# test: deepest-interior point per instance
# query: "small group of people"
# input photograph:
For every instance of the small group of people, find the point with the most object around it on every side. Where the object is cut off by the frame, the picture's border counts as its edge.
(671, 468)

---

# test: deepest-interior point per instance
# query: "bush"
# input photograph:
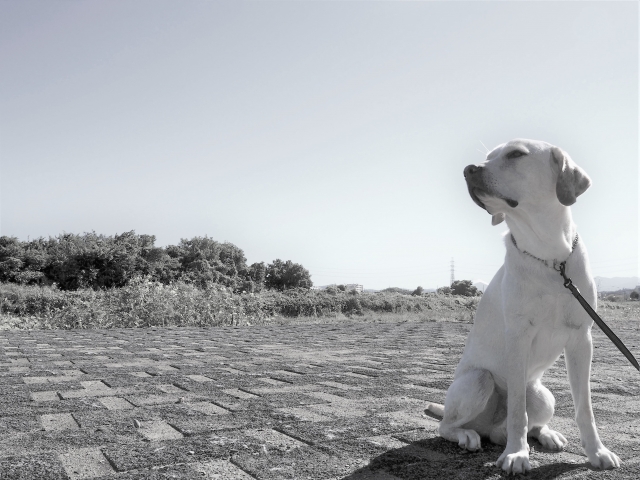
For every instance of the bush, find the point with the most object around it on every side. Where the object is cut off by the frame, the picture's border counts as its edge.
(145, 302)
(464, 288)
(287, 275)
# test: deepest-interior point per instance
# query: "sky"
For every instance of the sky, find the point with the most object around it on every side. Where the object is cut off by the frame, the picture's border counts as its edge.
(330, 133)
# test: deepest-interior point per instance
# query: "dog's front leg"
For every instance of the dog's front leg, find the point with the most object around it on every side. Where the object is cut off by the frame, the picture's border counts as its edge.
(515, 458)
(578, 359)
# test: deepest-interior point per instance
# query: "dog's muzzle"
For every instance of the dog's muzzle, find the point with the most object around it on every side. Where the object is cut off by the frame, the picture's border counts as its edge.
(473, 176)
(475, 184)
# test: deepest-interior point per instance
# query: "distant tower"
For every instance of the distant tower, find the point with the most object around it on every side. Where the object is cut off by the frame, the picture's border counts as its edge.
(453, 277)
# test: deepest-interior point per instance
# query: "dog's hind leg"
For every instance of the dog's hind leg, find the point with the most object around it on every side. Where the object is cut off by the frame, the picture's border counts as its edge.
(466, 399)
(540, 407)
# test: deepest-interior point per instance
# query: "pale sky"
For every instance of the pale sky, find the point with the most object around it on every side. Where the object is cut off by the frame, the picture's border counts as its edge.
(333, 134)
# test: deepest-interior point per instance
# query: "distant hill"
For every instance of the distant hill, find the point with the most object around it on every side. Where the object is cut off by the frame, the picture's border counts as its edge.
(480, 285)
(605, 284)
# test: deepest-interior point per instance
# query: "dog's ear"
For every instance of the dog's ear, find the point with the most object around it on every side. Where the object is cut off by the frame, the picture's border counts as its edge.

* * *

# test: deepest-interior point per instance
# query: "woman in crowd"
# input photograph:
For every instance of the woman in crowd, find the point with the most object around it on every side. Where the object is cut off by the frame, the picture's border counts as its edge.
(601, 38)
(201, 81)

— WRITTEN REQUEST —
Extract each line of the material above that contains the word "group".

— OUTPUT FOR THIS EXERCISE —
# query: "small group of people"
For every instance of the small group of people, find the point with the most object around it on every side. Where the object is cut off by the frame, the picture's border counts as its edge.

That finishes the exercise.